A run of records
++++++
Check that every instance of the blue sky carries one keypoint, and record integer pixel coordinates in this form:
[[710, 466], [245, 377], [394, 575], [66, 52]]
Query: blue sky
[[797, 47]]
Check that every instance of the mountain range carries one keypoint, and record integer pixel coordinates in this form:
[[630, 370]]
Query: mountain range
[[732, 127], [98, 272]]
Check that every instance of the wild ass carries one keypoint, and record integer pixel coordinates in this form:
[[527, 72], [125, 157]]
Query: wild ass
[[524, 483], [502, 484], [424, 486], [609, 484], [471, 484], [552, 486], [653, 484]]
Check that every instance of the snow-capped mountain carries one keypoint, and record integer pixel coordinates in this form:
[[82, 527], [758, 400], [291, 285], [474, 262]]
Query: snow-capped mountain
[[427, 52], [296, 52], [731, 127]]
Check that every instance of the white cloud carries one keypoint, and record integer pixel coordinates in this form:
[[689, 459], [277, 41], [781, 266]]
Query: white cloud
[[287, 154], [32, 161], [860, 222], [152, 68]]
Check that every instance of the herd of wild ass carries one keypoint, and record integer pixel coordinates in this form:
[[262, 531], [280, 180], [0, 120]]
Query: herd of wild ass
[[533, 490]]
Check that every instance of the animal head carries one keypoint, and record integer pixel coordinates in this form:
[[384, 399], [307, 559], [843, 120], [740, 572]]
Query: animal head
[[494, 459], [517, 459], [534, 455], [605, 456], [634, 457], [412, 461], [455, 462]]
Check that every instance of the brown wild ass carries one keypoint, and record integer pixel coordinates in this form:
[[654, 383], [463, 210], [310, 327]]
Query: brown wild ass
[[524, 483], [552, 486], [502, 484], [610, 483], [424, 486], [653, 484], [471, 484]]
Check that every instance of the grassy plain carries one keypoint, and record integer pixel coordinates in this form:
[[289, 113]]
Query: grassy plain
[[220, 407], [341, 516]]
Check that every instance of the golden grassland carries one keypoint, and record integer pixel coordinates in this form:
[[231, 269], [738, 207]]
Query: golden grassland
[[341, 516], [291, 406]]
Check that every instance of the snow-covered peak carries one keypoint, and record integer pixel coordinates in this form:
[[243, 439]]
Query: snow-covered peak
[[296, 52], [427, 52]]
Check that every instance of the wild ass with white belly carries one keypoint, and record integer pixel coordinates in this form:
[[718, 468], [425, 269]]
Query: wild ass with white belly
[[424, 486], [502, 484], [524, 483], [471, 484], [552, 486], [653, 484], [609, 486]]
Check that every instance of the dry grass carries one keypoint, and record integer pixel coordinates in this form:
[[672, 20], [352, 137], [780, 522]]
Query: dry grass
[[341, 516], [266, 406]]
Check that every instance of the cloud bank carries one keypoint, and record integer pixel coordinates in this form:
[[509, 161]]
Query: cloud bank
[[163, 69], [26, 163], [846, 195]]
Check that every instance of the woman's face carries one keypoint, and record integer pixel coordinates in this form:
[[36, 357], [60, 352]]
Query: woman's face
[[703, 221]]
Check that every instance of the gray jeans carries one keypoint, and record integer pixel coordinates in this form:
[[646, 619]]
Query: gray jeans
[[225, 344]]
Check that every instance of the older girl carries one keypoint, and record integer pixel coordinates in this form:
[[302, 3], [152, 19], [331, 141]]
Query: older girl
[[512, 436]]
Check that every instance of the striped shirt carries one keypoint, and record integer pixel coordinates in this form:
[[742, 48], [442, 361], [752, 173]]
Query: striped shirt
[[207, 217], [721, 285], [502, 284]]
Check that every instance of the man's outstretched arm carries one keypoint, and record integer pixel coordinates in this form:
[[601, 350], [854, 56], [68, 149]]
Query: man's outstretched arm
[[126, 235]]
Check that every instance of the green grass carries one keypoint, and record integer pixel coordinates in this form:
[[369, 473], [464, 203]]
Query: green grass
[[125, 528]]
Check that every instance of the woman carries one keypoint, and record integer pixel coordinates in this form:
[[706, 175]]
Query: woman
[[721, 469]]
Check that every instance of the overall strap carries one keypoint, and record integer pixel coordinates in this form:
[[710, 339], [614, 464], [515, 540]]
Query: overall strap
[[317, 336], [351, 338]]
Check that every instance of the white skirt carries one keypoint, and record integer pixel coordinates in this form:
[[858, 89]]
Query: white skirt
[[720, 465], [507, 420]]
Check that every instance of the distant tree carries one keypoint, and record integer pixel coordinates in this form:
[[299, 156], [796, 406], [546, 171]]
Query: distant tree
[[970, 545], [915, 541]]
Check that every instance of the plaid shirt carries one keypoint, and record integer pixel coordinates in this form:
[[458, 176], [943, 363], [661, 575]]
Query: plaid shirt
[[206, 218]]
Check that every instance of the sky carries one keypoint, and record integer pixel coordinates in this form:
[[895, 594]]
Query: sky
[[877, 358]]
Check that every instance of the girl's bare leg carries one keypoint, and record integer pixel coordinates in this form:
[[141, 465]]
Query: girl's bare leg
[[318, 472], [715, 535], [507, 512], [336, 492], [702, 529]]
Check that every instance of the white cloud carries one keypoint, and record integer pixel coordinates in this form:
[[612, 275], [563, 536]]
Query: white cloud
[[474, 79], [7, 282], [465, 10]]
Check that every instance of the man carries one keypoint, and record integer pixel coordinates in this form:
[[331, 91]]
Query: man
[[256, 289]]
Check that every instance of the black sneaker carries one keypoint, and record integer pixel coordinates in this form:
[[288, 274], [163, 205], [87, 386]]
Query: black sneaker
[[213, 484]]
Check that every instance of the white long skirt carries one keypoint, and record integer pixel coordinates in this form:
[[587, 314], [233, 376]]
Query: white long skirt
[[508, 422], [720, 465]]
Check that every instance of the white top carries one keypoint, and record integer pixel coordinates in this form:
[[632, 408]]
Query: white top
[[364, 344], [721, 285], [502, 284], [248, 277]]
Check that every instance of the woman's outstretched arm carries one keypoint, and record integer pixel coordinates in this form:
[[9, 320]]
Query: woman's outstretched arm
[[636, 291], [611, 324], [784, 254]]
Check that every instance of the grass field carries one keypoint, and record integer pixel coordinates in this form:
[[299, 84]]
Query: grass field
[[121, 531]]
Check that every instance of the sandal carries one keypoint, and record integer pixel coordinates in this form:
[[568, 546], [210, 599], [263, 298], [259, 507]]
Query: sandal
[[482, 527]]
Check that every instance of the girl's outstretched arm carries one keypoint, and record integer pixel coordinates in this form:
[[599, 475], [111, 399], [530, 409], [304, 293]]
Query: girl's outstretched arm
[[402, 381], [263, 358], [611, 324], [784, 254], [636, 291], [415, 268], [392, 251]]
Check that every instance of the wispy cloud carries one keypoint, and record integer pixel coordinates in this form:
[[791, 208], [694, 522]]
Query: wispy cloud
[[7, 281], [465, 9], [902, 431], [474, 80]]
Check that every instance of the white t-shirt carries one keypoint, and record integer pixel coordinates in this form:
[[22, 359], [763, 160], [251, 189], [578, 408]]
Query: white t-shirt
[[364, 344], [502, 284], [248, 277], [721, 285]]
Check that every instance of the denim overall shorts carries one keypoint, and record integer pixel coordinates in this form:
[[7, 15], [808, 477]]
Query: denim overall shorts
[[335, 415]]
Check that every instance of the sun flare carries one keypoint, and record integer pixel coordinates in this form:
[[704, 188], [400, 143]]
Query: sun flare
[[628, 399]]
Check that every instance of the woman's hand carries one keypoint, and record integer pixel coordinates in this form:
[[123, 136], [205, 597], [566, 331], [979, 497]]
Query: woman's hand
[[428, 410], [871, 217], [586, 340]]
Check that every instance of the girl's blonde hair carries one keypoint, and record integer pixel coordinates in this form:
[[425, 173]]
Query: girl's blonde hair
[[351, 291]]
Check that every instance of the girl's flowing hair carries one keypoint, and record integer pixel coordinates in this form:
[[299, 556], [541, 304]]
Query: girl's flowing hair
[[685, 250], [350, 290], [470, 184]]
++++++
▸ **What the task asks**
Move every number in the answer keypoint coordinates by -17, and give again the part of the listing that opens with the line containing "Check that every instance of the herd" and closes with the line containing "461], [455, 462]]", requests and all. Leave everything outside that part out.

▸ **Response to the task**
Check that every instance of the herd of wild ass carries one keypoint, and record integer pixel coordinates in this form:
[[262, 531], [280, 180], [0, 120]]
Query: herd of wild ass
[[516, 473]]
Check that every instance of the animal head carries one keypoint, and record integer pixel coordinates in this form:
[[384, 399], [307, 559], [843, 120], [740, 572]]
Query: animal head
[[477, 442], [500, 442], [517, 438], [588, 439], [617, 440], [395, 444], [438, 445]]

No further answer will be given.